__PROVIDED TEXT__
* BEGIN *

Local Heat and Energy Efficiency Strategies (LHEES): phase 1 pilots - technical evaluation

Findings from the technical evaluation of the first phase of LHEES pilots, in which 12 local authorities participated between September 2017 and March 2018.

4. Options appraisal

4.1. Alignment with council policy priorities

Once the baseline data for the areas under consideration has been agreed and established, the next step in developing the LHEES was to assess the options for energy efficiency and heat decarbonisation.

The starting point for this should always be the policy priorities for the local authority and, as has been noted, these were taken into account prior to commencing data collection. The key local authority level documents that were considered for the pilot projects included:.

  • Local Outcomes Improvement Plan
  • Local Development Plan
  • Local Housing Strategy
  • Fuel poverty strategy
  • Sustainability, energy and Climate Change Strategies

The LHEES overlaps with a number of areas of council responsibility and it is important that the options appraisal is consistent with council priorities.

4.2. Energy efficiency opportunities

4.2.1. Fabric first

In determining the LHEES, priority is given to so-called 'fabric first' options – that is, improvements to the energy efficiency performance of the building that reduces the overall energy requirements. This can be seen as a low regrets option as, regardless of any subsequent heat decarbonisation, reducing energy demand will always assist in meeting the goals of the LHEES.

4.2.2. Domestic properties

For every building in the area under consideration we evaluated the potential for the following:

  • Loft insulation
  • Wall insulation (cavity, internal and external)

Information on glazing was available for some of the local authorities but energy savings potential was not assessed for this measure as adding double glazing tends to not increase the SAP score much[2], and is not effective unless there is wall and loft insulation also installed. It is also very difficult to make a generic assessment of glazing requirements for a particular property.

Installation costs, and savings in annual running costs and CO2 emissions per insulation measure were based on property type, using data from the Energy Saving Trust (EST) (last update April 2018).

4.2.3. Non-domestic properties

Analysis of the non-domestic properties is more complex than the domestic. This is due to the much wider range of building types, nature of ownership, and, primarily, the limited data on the non-domestic stock. In the development of the pilot LHEES we evaluated the potential for the following:

  • Roof insulation
  • External wall cladding
  • Improved controls
  • Improved user behaviour
  • Air tightness improvements
  • Glazing improvements
  • HVAC insulation
  • Boiler replacement
  • Heat recovery
  • Low-flow hot water
  • Destratification

For the, very small, number of buildings with swimming pools we also considered pool backwash optimisation.

* END *

__CHALLENGE 1__
Write out the passage of the LHEES pilot evaluation between "4. Options appraisal" and "pilot projects included:.", inclusive.
__CHALLENGE 2__
Answer these questions from the LHEES pilot evaluation:
(a) How many local authorities took part in the first phase of the pilots?
(b) Which organization provided the data used for installation costs and savings per insulation measure?
(c) For which buildings was pool backwash optimisation also considered?

__INFORMATION SHOWN__

* BEGIN *

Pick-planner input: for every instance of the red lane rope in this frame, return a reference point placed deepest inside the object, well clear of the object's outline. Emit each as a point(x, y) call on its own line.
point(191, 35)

* END *

__TASK RESULT 1__
4. Options appraisal

4.1. Alignment with council policy priorities

Once the baseline data for the areas under consideration has been agreed and established, the next step in developing the LHEES was to assess the options for energy efficiency and heat decarbonisation.

The starting point for this should always be the policy priorities for the local authority and, as has been noted, these were taken into account prior to commencing data collection. The key local authority level documents that were considered for the pilot projects included:.

__TASK RESULT 2__
(a) 12
(b) The Energy Saving Trust (EST)
(c) The very small number of buildings with swimming pools